Document segment -
□ □ □ □ □

The respondent testified that no one ever asked whether the taxes had been paid and that he never said that they had been paid. He, unfortunately, misses the point. This is not an instance of a simple non-disclosure; see Watertown Savings Bank v. Mattoon, 78 Conn. 388, 393, 62 A. 622 (1905); rather it is a case of nondisclosure under circumstances where there is a duty to speak. See Bernard v. Gershman, 18 Conn. App. 652, 656, 559 A.2d 1171 (1989). Certainly a giant part of the mortgage application process is directed to whether the applicant can afford to repay the loan. It is elementary that the lender needs to know whether the applicant has any outstanding debts which might interfere with the security of the loan. The tax returns were supplied knowing that Sanborn would rely on them, and they were, indeed, false representations of statements of fact. They were also untrue and were made to induce the loan, and Sanborn did act on them to its injury.

The failure to disclose that the taxes were not paid on the residential loan applications is likewise a violation. Unlike the first argument which posits that there was no affirmative act, the applications did ask for this information. Mr. Egbarin's comment that he had disclosed information about certain outstanding student loans, and hence the reference to "see file" in the first application, is simply not relevant. His argument that the bank prepared the second application and that therefore the bank already knew the information also fails. He never told Sanborn or the Picards that he never paid the stated tax obligation.

Unfortunately there is more. At the hearing, Mr. Egbarin was less than forthright in his testimony concerning his taxes. He stated that he had his tax preparer file the taxes; yet when asked about the payment, $26,210.00 on taxable income of $80,703.00 for 1992 and $31,389.00 on taxable income of $103,700.00 for 1993, he said "they are not paid in full because of an arrangement with the I.R.S." In fact, when this court asked for specifics, the respondent was unable to provide y information; he was unable to recall whether he had paid anything, whether other taxes were overdue or what his total tax liability was with the I.R.S. As to whether this failure to pay should have been listed in the application, he stated that "he had never failed to pay a tax return . . . due to his arrangement." When asked as to whether he had made any payments on his 1994 return, he stated that the amounts were not paid in full but rather were part of the entire tax liability. Mr. Egbarin not only misrepresented relevant facts to the Sanborn Corporation, he misrepresented those same facts to this court.

3.

Much of the testimony at the hearings concerned the second mortgage from the respondent and his wife to Mr. and Mrs. Picard. What should be fairly simple is fraught with confusion and untruths. All parties agree that the respondent signed a $30,000.00 mortgage note and deed in favor of Mr. and Mrs. Picard and all parties agree that the note was not paid and that the Picards brought suit to collect the moines.

In his brief, Mr. Egbarin states that "the Picards were adamant that the house was worth $330,000.00, so the parties surreptitiously agreed that despite Attorney Egbarin being credited with $30,000.00 from his lease payments, he would have to take out a second mortgage from the Picards for $30,000.00." At the closing argument in this case, the respondent's attorney stated that the note was signed because Mr. Egbarin wanted to stay in the house but that he did not really need to sign the note because the purchase price was really $300,000.00. He further stated that the note was "recklessly signed." Of interest to this court is that the HUD settlement statement does not refer to this mortgage and note at all. Additionally, according to that settlement statement, both the sellers and the buyers had personal representation.

□ □ □ □ □

Source data -
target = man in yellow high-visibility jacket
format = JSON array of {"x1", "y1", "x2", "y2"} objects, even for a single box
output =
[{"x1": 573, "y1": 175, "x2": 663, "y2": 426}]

□ □ □ □ □

What the task requires -
In the court opinion excerpt:
(a) What tax amount is given for 1992, on taxable income of $80,703.00?
(b) What was the amount of the mortgage note the respondent signed in favor of Mr. and Mrs. Picard?
(c) Which document does not refer to that mortgage and note at all?
Draw only on the court opinion excerpt.

Reply -
(a) $26,210.00
(b) $30,000.00
(c) The HUD settlement statement